> _EXERCISE DESCRIPTION_:
Reproduce the records below word for word. Begin at the line that contains "Expected: one point per instance of the green shrub, with" and stop after the line that contains "[[130, 515], [20, 501], [47, 563]]".

-------- RECORDS FOR PROCESSING

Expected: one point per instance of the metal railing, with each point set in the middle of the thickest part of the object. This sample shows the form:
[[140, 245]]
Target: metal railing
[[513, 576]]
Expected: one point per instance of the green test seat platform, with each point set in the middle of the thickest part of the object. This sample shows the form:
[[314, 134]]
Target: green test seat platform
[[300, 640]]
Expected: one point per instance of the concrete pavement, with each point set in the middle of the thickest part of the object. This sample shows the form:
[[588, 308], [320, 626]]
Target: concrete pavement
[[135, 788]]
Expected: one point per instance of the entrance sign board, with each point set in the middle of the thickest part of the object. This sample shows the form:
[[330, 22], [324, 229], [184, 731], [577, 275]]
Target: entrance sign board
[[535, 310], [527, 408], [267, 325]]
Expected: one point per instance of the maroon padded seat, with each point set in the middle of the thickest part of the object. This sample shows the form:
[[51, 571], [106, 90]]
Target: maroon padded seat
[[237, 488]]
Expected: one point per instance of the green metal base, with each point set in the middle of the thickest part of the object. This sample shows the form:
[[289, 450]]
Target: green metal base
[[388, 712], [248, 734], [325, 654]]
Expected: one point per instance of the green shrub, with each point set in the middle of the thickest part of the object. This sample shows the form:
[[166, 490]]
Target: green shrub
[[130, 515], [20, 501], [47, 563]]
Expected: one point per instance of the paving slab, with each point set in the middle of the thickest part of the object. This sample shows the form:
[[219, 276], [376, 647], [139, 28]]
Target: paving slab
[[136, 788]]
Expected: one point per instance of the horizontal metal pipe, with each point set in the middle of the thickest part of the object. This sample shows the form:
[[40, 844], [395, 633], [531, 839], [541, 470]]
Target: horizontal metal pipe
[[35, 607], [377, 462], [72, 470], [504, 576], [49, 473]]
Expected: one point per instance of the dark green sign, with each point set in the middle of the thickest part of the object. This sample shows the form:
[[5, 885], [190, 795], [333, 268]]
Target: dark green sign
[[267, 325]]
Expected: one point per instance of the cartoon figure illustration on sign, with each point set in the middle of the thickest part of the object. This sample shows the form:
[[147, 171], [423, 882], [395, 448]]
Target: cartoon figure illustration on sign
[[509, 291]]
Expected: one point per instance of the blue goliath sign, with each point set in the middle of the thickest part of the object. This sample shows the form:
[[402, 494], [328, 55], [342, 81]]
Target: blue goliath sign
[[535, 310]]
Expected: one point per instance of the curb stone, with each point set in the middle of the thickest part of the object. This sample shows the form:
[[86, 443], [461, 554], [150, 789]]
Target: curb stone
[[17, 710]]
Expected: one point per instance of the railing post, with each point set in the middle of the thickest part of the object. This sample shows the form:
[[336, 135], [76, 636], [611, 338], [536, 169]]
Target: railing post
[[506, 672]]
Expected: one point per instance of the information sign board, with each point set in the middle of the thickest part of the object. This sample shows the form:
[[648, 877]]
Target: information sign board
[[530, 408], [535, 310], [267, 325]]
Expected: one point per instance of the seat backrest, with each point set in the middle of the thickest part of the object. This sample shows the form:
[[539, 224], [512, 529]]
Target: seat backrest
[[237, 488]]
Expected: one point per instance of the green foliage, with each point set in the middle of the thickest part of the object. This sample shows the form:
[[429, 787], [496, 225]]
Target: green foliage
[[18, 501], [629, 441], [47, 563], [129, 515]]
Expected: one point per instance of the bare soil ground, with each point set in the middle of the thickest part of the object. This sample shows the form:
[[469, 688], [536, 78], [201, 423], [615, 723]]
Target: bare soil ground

----------------

> _RESULT OF THE EXERCISE_:
Expected: one point per instance of the green shrub, with each point set in the middle of the thickest part of the object. This sample shows the form:
[[166, 490]]
Target: green shrub
[[130, 515], [20, 501], [47, 563]]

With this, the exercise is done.